*Problem details*.
Transcribe the records below exactly as they appear.

*Given data*.

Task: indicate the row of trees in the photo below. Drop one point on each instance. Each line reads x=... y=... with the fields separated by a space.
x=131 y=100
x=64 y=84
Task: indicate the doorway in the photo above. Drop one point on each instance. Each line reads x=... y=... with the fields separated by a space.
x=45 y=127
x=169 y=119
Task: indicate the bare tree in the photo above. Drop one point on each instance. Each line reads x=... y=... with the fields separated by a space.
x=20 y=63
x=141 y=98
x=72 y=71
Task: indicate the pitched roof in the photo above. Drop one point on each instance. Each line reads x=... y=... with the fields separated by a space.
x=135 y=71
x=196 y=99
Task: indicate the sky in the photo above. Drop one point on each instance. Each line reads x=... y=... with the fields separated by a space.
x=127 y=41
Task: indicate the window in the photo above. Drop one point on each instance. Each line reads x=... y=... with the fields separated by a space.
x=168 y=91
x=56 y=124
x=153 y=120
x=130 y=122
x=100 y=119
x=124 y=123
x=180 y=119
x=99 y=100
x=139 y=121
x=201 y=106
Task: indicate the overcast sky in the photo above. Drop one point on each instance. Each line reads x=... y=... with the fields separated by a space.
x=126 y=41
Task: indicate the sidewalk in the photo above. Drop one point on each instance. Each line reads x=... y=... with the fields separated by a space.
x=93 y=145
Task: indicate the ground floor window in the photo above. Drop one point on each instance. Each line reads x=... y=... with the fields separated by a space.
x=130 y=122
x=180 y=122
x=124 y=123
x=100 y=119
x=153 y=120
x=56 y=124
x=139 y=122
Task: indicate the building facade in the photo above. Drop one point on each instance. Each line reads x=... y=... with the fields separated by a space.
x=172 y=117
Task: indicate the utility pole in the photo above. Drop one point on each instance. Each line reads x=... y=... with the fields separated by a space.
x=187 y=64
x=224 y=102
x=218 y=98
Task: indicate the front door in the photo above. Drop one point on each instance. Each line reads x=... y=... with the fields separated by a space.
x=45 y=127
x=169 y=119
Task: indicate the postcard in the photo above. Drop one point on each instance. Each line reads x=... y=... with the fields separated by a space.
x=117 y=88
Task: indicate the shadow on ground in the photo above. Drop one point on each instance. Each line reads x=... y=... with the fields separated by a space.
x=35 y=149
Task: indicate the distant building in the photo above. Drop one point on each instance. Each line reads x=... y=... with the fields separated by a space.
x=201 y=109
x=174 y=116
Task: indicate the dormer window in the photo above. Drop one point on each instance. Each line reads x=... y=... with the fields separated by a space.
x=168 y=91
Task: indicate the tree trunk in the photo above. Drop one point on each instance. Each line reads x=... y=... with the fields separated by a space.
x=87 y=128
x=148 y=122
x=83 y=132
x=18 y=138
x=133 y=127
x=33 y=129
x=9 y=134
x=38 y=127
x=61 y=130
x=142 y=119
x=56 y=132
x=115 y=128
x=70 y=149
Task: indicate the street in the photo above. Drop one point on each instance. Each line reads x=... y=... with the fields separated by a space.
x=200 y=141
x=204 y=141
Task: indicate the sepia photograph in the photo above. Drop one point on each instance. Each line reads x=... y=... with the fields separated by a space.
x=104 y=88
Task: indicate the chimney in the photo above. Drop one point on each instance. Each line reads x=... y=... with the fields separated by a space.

*Result of the exercise*.
Task: indicate the row of trees in the photo below. Drop one point on each instance. Each line reads x=... y=... with the fields separated by a space.
x=131 y=100
x=64 y=84
Task: indicate the doorway in the photo above. Drop one point on each instance. Each line reads x=... y=... with the fields separated by a space.
x=45 y=127
x=169 y=119
Task: indicate the bare tree in the photo above. Drop one point on each instance. Each line reads x=... y=... with the fields separated by a space.
x=20 y=63
x=141 y=98
x=72 y=71
Task: indicate the pitched roof in the photo above. Drop one point on each instance. Each line reads x=... y=... with the fields separated by a space.
x=135 y=71
x=196 y=99
Task: indicate the sky in the photo above. Drop one point on each instance. Each line reads x=... y=... with the fields separated by a space.
x=127 y=41
Task: indicate the window in the photo above. Drop one point on each instance. Each line reads x=... y=... with the fields separated by a space.
x=168 y=91
x=56 y=124
x=153 y=120
x=130 y=122
x=100 y=119
x=124 y=123
x=180 y=119
x=99 y=100
x=139 y=121
x=201 y=106
Task: indicate the overcast sky in the photo above. Drop one point on each instance. Each line reads x=... y=... with the fields separated by a space.
x=126 y=41
Task: indicate the sidewalk in the photo above. Drop one point on each instance. Each line reads x=... y=... with the fields separated by a space.
x=93 y=145
Task: indicate the ground floor window in the photo above. Drop one point on each instance. Each line reads x=... y=... with the fields separated by a space.
x=130 y=122
x=180 y=122
x=124 y=123
x=100 y=119
x=153 y=120
x=56 y=124
x=139 y=122
Task: indicate the building facade in the photo above. Drop one point on each instance. Each line reads x=... y=... with the fields separated by a space.
x=172 y=117
Task: indicate the utility pole in the photo above. Drop one point on each instance. Each line reads x=... y=... with the fields separated by a space.
x=187 y=64
x=224 y=102
x=218 y=98
Task: indicate the front door in the photo above. Drop one point on each instance. Each line reads x=... y=... with the fields separated by a space.
x=45 y=127
x=169 y=119
Task: indicate the postcard in the photo above. Drop one point on each instance. Each line reads x=... y=... with the fields separated by a space.
x=117 y=88
Task: indicate the shadow on ground in the photo above. Drop one point on each instance. Each line reads x=... y=... with the fields separated by a space.
x=35 y=149
Task: indicate the distant building in the photo above. Drop one point on each instance. Each line reads x=... y=... with the fields separated by a space.
x=201 y=109
x=174 y=116
Task: indicate the dormer window in the photo above. Drop one point on each instance. Each line reads x=... y=... with the fields separated by a space.
x=168 y=91
Task: indicate the tree trunk in the photo above. Drop one point on each instance. Each line reads x=... y=... with the fields separated by a space.
x=87 y=128
x=148 y=122
x=83 y=132
x=18 y=138
x=133 y=127
x=33 y=129
x=9 y=134
x=38 y=127
x=61 y=130
x=142 y=119
x=56 y=132
x=115 y=128
x=70 y=149
Task: indicate the street in the photo above. Drop one point on each instance. Each line reads x=... y=... with the fields separated by a space.
x=200 y=141
x=204 y=141
Task: indicate the sepia photograph in the photo above. Drop one point on each instance. Each line reads x=... y=... with the fields separated by a space.
x=104 y=88
Task: indicate the chimney in the photo above. Drop one point on each instance. Each line reads x=... y=... with the fields separated by a space.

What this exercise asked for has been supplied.